Exercise A:
Answer these three questions using the passage about the Smolensk flight and the twins, one answer per line:
(i) What model of jet did Lech Kaczyński board on April 10th 2010?
(ii) Which two doctors performed the delicate surgeries?
(iii) On what date was Isabel born?
Exercise B: Write a continuation of the passage about the Smolensk flight and the twins, beginning right after its final sentence.

===== Passage

On April 10th 2010, Polish President Lech Kaczyński and his wife Maria boarded a Soviet-made Tupolev Tu-154 jet bound for Smolensk, Russia. They were joined by the heads of the army and navy, the president of the national bank, prominent members of parliament, ex-president Ryszard Kaczorowski, and an 80-year-old Anna Walentynowicz. The reason for the trip was a memorial for the slaughter of 22,000 Polish officers in the Katyn forest during World War II. Around the time they boarded that plane, my wife and I were in Santiago, Chile, trying to bring our first child to term, and into the world. With help from Clínica Alemana and a few of their doctors, including three delicate surgeries by Drs. Donoso and Cunill, we were finally successful—times two—with twins. Not long after, my wife Sonia was taken to the hospital for hemorrhaging. She thought at first we had lost both, but we had lost one. A couple months or so later, on July 2nd (my brother’s birthday), we heard our daughter’s heart beat for the first time. Then on February 11th 2011, Isabel was born, healthy and screaming with life.

==========
===== Given entries

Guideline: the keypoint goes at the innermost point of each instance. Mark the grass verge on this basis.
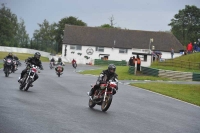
(123, 74)
(22, 56)
(174, 68)
(185, 92)
(1, 65)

==========

Final answer A:
(i) A Soviet-made Tupolev Tu-154
(ii) Drs. Donoso and Cunill
(iii) February 11th 2011

Final answer B:
But back to that trip to Smolensk. Like many I’m sure, when I read about the crash I was stunned—my first absurd and grotesque response was to wonder if that cursed place hadn’t somehow pulled on the plane. I rejected the thought as soon as it came, and I reject it whenever it comes back. But I wonder how it crossed my mind in the first place, and why it must be impossible. In The Poetics of Space, Gaston Bachelard extols the imagination, tells how it “augments the values of reality” and how “one must be receptive, receptive to the image at the moment it appears.” He shows, too, how “inhabited space transcends geometrical space.” In one way or another, we sense that a meta-physical wave exists, and even try to bend it to fit our practical aims, like that clever inspirational line, “the harder I work, the luckier I get” (which really depends on the work, and on your luck in the first place). In Chile, I hear the phrase “buena onda,” or its opposite, “mala onda” (good wave or bad wave—between people, in the air, or in a place). And we have apparently made serious space for Marie Kondo’s peaceful salutations to a physical house, or clothes, or boxes, that have been a hit on Netflix. We have mantras like “Om, Shanti, Shanti, Shanti” which, as Christopher Wallis describes, work to help us use “our consciousness to shape reality…to manifest intention.” We knock on wood; we don’t say the ‘M’ word before the Scottish play. And then there’s God, who Marilynne Robinson thinks and writes about because, as she says, “only theology supports an ultimate coherency that can embrace equally the true, the tentative, and the flawed, as reality itself embraces them.” If there is real room for any or all of these, then my initial response to Anna’s plane crash would remain hideous (like the all-too-real carnage on that spot in 1940), but should be rendered something less than absurd.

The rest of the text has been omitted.